January 13, 2016 by Kayla Pollard 2 Comments

Hi I’m Kayla Pollard! I’m originally from Boise and I am a sophomore this year.  I’m majoring in marketing and minoring in psychology.

Growing up as an only child really shaped how I see the world.  Because I would have been at home bored a lot, my parents encouraged me to spend time with friends.  I experienced a lot of different family dynamics and opinions on topics.  When interacting with each other my family tends to be very reserved, and many of the families I’ve spent time with were very open and outgoing with each other.  One of the biggest things that shaped the way I see things is that my family is very democratic and a lot of my friends’ families had republican view points.  Being around two opposites so often taught me that there are always two sides to a story, and to see both sides before forming my own opinion on subjects.

To continue with seeing different ways of things I have grown up in a biracial family.  My mother is African American and my father is Caucasian.  Even though my mom grew up in Boise her mother made sure to keep the traditions their family had when living in the South alive.  Holidays were always divided into the mornings being my mother’s family traditions and the evenings being for father’s.  I feel like this has always made me very open to seeing different cultures and excited to learn about cultures that are not my own.
════
Pick up the student's self-introduction above after its last sentence and continue it.

§ **Location identification items**:
════
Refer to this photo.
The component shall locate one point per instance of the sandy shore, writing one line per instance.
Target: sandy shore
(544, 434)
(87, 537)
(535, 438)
════
§ **Task answer**:
I haven’t traveled to any foreign countries, but when travelling in the United States I have seen the different types of lifestyles people can have.  Living in Boise my entire life it has always been a relatively safe place.  When visiting bigger cities, I have seen lower income areas and how that changes the mindset of the people there.  People tend to be more on guard about their surroundings and not as openly friendly to strangers.  Not to say people in bigger cities aren’t friendly as a whole, they just don’t express it as much as people in Boise do.

I normally hear about current events through social media or on the news.  After hearing about a topic that interests me I tend to search out multiple articles about it.  Once I get an understanding of what is happening I have found that I really enjoy seeing what other people have to say about the topic by looking at what people are posting on Twitter or Facebook.

Seeing as I that I experience so many opposites in my everyday life I am always interested in why people think the way they do, and how it shapes what they do.  Instead of just accepting that it was done, I always like to reflect and think about the meaning behind people’s actions and decisions were.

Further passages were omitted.